La radio numérique est boudée par la plupart des principaux acteurs de la radio en France. Ni les groupes Lagardère (Europe 1, RFM, Virgin Radio), NextRadioTV (BFM, RMC), NRJ (Chérie FM, Nostalgie, Rire & Chansons) et RTL (Fun Radio), ni même le service public Radio France, ne participent ainsi au lancement de la RNT.

Regroupant ces quatre groupes privés, le Bureau de la radio se justifie par l'« échec » constaté chez nos voisins européens et préfère miser sur la radio par Internet, qui n'entraine pas les coûts d'une phase de transition. Selon Médiamétrie pourtant, seules 6,3 millions de personnes soit 11,9% des Français écoutent la radio par Internet. Au Royaume-Uni par exemple, la radio numérique représente 30% de l'audience, ce qui est sensiblement supérieur mais reste faible un peu plus de 15 ans après ses débuts en 1998.

Une aubaine pour les indépendantes

C'est que les enjeux sont les mêmes que du temps de la TNT.

### DONNÉES:

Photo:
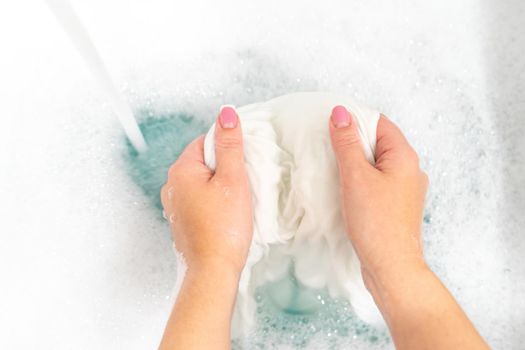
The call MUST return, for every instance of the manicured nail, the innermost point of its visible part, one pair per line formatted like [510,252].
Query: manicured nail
[340,117]
[228,117]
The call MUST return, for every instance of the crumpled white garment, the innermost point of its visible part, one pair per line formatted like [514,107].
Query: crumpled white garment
[295,191]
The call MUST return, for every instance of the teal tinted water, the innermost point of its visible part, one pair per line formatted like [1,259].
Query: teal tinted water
[288,314]
[166,135]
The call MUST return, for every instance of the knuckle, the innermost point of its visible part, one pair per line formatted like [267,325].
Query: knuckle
[346,140]
[228,143]
[424,178]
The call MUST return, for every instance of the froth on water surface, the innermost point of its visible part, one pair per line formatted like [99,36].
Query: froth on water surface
[287,313]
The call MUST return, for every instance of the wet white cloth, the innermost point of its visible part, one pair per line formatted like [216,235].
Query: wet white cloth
[297,217]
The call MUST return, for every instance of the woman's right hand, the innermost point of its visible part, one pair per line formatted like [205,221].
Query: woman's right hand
[382,204]
[383,209]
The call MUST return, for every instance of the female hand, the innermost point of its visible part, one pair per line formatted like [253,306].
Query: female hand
[383,208]
[382,204]
[210,213]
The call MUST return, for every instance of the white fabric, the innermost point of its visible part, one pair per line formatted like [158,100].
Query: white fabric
[297,216]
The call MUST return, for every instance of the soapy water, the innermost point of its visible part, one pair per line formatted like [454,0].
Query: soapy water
[287,312]
[447,72]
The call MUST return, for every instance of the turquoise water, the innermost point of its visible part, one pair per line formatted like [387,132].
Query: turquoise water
[166,135]
[287,313]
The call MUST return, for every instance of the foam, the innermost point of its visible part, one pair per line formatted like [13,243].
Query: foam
[85,252]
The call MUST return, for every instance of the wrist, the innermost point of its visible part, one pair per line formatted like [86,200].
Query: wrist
[395,280]
[216,270]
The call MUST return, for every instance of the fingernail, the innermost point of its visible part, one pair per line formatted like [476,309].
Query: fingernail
[228,117]
[340,117]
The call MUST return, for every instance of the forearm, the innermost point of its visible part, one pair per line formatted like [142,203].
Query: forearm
[420,312]
[201,316]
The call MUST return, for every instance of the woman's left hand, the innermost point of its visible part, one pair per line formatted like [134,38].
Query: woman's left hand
[210,213]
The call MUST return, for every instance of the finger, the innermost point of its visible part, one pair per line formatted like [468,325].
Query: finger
[346,142]
[228,144]
[194,151]
[166,192]
[190,162]
[392,147]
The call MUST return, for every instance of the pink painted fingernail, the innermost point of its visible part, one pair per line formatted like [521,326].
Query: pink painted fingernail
[340,117]
[228,117]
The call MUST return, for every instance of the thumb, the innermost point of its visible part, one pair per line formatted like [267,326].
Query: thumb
[228,144]
[346,142]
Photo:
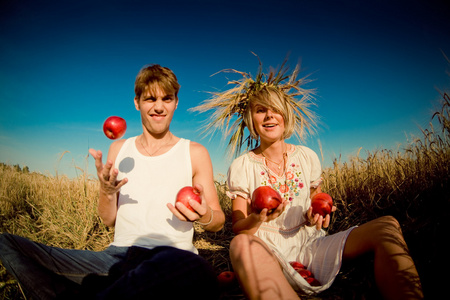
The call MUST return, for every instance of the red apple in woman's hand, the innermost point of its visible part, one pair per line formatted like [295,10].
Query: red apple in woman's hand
[188,193]
[322,203]
[114,127]
[265,197]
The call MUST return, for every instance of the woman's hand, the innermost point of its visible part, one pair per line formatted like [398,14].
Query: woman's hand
[318,220]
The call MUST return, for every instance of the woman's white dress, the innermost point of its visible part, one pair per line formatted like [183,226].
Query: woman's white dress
[288,236]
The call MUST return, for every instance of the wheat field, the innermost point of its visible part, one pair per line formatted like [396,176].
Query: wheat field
[411,184]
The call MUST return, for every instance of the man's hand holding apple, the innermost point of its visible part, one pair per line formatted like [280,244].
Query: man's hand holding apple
[190,205]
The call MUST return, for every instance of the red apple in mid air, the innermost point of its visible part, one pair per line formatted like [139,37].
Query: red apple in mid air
[322,203]
[114,127]
[265,197]
[188,193]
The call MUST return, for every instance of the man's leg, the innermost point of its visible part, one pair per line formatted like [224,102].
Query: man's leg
[46,272]
[162,273]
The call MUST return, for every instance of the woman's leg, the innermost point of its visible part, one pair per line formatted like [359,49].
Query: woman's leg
[395,272]
[258,270]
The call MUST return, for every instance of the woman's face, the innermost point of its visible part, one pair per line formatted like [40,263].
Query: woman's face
[267,123]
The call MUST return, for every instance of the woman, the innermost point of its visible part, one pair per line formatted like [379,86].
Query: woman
[266,244]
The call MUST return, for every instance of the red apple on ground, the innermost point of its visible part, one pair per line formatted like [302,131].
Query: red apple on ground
[114,127]
[304,273]
[312,281]
[188,193]
[322,203]
[265,197]
[226,278]
[297,266]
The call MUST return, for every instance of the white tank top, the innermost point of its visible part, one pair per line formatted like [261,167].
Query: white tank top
[143,218]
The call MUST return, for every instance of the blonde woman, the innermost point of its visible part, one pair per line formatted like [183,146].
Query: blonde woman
[272,108]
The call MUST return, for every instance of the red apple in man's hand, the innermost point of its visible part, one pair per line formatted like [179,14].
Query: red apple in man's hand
[188,193]
[265,197]
[114,127]
[322,203]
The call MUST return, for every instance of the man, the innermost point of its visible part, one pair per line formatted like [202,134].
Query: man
[152,254]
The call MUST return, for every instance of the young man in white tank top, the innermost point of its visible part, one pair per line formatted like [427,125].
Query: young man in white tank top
[152,255]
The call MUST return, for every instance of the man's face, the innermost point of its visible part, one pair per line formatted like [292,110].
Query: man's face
[157,108]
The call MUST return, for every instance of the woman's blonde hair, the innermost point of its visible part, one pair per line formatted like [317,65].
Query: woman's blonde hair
[276,90]
[272,98]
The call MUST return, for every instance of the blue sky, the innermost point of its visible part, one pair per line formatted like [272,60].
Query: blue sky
[65,66]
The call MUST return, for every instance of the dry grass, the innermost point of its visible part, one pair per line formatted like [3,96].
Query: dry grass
[411,184]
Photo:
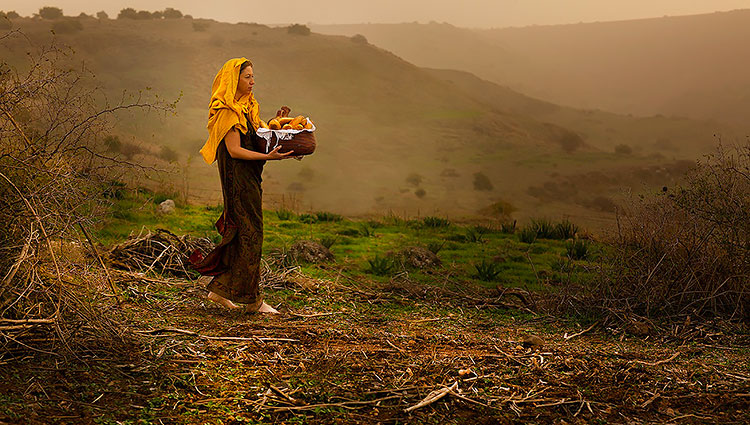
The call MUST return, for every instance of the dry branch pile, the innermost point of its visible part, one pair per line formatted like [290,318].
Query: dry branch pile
[54,178]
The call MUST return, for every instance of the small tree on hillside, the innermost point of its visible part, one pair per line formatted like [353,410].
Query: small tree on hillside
[49,12]
[359,39]
[170,13]
[298,29]
[570,141]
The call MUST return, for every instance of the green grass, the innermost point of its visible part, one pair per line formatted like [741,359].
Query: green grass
[470,254]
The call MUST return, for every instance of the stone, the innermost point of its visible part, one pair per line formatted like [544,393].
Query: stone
[419,258]
[166,207]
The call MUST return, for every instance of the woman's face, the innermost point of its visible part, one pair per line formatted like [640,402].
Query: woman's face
[245,82]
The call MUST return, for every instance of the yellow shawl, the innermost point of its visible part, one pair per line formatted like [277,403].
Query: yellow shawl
[224,112]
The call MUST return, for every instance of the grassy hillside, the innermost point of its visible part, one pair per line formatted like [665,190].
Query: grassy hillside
[353,346]
[686,66]
[392,136]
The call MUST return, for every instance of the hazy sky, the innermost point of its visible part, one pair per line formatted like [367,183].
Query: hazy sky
[465,13]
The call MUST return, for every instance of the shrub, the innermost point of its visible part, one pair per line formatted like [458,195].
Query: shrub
[487,271]
[570,141]
[285,214]
[414,179]
[298,29]
[431,221]
[163,196]
[449,172]
[366,231]
[49,12]
[381,266]
[359,39]
[200,26]
[565,230]
[602,203]
[328,216]
[687,251]
[475,234]
[129,150]
[307,218]
[482,182]
[623,149]
[127,13]
[349,232]
[168,154]
[328,241]
[170,13]
[527,235]
[67,26]
[508,227]
[112,143]
[577,249]
[499,209]
[543,228]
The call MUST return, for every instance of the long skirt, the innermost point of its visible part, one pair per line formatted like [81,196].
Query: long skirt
[235,261]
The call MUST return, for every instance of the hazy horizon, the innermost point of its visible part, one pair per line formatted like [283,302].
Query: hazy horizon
[472,13]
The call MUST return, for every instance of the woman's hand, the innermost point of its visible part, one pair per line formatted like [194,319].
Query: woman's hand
[274,154]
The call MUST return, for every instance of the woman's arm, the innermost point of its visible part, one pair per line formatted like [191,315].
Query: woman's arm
[236,151]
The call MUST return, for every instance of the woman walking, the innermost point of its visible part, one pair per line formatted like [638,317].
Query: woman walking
[232,122]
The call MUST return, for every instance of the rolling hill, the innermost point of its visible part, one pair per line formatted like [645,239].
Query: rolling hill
[691,66]
[392,136]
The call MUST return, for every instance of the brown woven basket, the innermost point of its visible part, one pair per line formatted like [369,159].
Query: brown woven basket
[302,143]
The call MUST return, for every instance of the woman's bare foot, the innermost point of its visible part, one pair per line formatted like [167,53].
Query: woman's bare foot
[218,299]
[264,308]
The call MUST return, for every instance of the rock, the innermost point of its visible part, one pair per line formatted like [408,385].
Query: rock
[419,258]
[310,252]
[532,341]
[166,207]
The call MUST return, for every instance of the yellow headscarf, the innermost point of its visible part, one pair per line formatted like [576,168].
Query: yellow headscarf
[224,112]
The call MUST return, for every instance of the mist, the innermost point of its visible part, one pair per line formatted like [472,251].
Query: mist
[470,13]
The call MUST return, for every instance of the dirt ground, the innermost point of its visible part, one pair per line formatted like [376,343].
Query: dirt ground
[363,352]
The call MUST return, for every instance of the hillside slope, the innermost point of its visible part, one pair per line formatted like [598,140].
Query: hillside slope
[392,136]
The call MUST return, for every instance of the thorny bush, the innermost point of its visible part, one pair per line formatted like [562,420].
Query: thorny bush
[53,176]
[686,251]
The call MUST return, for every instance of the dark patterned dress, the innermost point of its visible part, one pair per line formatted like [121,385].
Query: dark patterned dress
[235,261]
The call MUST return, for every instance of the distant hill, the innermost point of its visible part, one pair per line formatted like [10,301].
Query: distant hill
[392,136]
[693,66]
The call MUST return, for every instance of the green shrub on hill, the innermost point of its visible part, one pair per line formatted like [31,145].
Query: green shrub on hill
[298,29]
[67,26]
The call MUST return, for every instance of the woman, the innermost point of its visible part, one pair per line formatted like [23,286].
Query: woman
[232,121]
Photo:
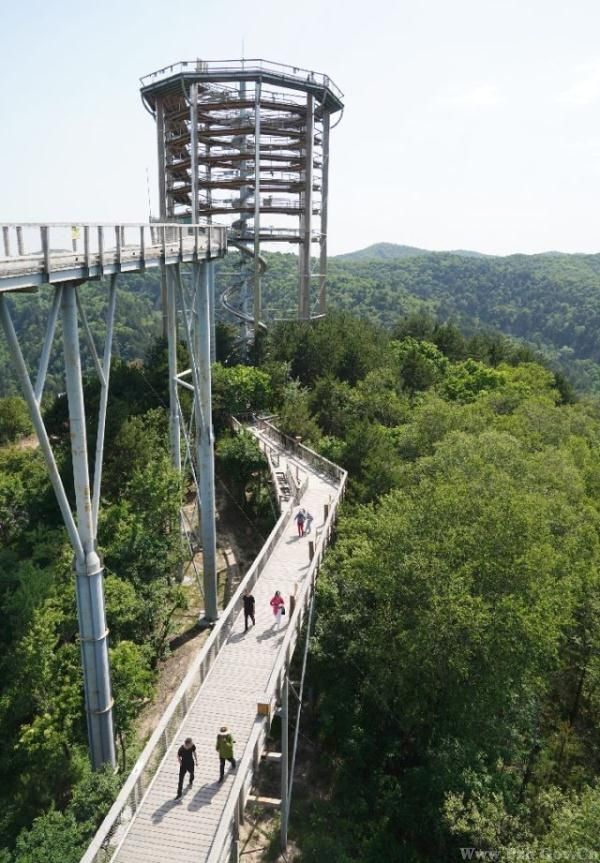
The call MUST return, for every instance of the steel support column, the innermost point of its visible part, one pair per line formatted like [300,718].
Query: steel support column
[306,228]
[284,714]
[98,462]
[194,153]
[174,428]
[205,439]
[89,579]
[324,213]
[257,284]
[211,301]
[162,197]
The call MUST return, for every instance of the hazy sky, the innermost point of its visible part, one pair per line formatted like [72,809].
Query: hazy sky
[468,124]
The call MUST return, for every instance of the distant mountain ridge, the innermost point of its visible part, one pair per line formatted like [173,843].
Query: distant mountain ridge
[392,251]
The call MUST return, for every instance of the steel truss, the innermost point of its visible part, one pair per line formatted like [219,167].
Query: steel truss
[192,305]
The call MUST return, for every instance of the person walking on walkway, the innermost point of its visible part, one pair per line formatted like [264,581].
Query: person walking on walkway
[225,749]
[308,520]
[248,609]
[278,606]
[186,756]
[300,518]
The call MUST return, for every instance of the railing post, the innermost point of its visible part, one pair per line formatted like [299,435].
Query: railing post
[44,230]
[284,760]
[101,249]
[6,236]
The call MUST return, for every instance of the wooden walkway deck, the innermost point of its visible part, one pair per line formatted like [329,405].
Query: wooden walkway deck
[36,254]
[165,829]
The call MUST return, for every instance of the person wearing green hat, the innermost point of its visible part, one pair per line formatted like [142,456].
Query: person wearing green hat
[225,749]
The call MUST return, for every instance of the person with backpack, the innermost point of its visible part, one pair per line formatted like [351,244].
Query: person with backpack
[278,605]
[186,756]
[249,605]
[225,749]
[300,518]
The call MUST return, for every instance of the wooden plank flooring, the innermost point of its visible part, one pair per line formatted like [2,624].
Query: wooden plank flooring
[165,829]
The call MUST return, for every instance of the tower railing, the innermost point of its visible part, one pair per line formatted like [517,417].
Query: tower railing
[247,66]
[33,253]
[138,782]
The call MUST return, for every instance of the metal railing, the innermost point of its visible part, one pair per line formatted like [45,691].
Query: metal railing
[130,797]
[89,248]
[232,815]
[317,461]
[248,67]
[113,829]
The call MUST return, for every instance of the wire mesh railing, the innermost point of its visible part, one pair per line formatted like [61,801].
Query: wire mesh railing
[126,805]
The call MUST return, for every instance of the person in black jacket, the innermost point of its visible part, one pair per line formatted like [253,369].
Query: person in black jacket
[248,609]
[186,757]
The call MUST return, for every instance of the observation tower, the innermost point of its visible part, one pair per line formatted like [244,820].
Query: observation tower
[246,143]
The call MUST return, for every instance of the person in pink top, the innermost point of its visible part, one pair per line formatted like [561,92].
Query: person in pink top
[278,606]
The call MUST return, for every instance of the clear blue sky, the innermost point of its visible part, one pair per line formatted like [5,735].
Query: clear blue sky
[468,124]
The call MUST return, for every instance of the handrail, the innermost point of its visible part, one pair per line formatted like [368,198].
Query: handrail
[136,786]
[246,66]
[307,454]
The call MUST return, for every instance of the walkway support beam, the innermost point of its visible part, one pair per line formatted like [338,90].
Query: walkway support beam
[324,214]
[174,427]
[93,631]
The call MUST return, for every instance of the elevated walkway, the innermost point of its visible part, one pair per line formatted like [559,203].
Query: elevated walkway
[235,681]
[35,254]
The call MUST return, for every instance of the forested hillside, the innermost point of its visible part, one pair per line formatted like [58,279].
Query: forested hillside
[50,801]
[550,301]
[456,659]
[455,666]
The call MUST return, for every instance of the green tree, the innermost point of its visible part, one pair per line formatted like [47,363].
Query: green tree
[14,419]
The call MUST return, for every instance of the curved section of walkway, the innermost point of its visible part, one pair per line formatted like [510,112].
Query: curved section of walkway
[241,671]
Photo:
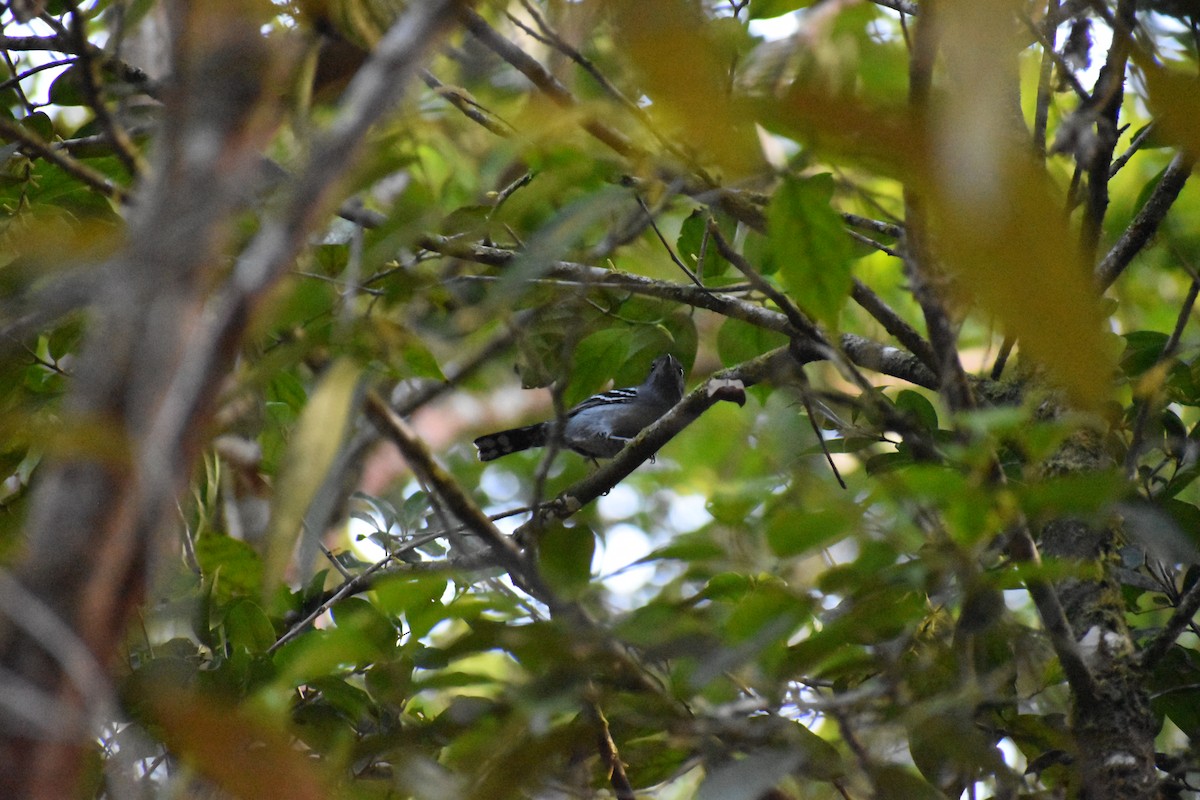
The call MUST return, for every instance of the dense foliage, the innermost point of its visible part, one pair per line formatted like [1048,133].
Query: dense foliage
[924,525]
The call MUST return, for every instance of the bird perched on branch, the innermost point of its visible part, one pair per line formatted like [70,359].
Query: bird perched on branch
[603,423]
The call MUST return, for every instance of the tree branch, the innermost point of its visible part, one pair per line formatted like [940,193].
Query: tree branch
[1145,224]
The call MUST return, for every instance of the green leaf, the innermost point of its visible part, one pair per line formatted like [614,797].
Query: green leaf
[233,565]
[810,247]
[919,408]
[772,8]
[67,89]
[795,531]
[597,360]
[247,627]
[737,342]
[694,245]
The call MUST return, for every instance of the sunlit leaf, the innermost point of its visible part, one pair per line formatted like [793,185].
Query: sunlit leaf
[810,247]
[318,435]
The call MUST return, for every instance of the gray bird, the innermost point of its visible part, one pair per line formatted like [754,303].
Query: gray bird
[603,423]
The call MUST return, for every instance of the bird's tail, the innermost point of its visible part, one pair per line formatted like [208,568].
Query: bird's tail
[495,445]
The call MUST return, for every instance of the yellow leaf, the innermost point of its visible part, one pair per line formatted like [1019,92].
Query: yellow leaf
[319,434]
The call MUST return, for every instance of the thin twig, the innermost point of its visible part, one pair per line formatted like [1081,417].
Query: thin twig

### TRAVAIL DEMANDÉ:
• A. Pouvez-vous recopier mot pour mot le passage du texte sur la radio numérique qui va de « Regroupant ces quatre » à « débuts en 1998. » ?
• B. Comment poursuivriez-vous le texte sur la radio numérique à la suite de sa dernière phrase ?

### RÉPONSES ATTENDUES:
• A.
Regroupant ces quatre groupes privés, le Bureau de la radio se justifie par l'« échec » constaté chez nos voisins européens et préfère miser sur la radio par Internet, qui n'entraine pas les coûts d'une phase de transition. Selon Médiamétrie pourtant, seules 6,3 millions de personnes soit 11,9% des Français écoutent la radio par Internet. Au Royaume-Uni par exemple, la radio numérique représente 30% de l'audience, ce qui est sensiblement supérieur mais reste faible un peu plus de 15 ans après ses débuts en 1998.

• B.
Recourant à une nouvelle bande de fréquences et au multiplexage, qui permet de passer d'une seule à dix radios par fréquence, la RNT ouvre effectivement les ondes à de nouvelles radios, et donc à une concurrence accrue. Tout comme TF1 et M6 (maison mère de Clubic) étaient réticents à l'arrivée de 8 nouvelles chaînes, les grandes radios privées s'accommodent très bien de la saturation de la bande FM dans les grandes villes, ce qui limite la dispersion de l'audimat.

Sans surprise ce sont donc les radios indépendantes, regroupées autour du Sirti, qui embrassent la RNT. C'est d'ailleurs sous l'impulsion d'une injonction du syndicat que le CSA avait fini par délivrer les autorisations fin 2012, quatre ans après avoir lancé l'appel à candidatures. Certaines de ces radios sont dès aujourd'hui diffusées dans des villes dans lesquelles elles ne sont pas diffusées en FM.

Mais en boudant la RNT, les grandes radios privées risquent fort de parvenir à la tuer dans l'œuf, en retenant la majorité des éditeurs de s'équiper.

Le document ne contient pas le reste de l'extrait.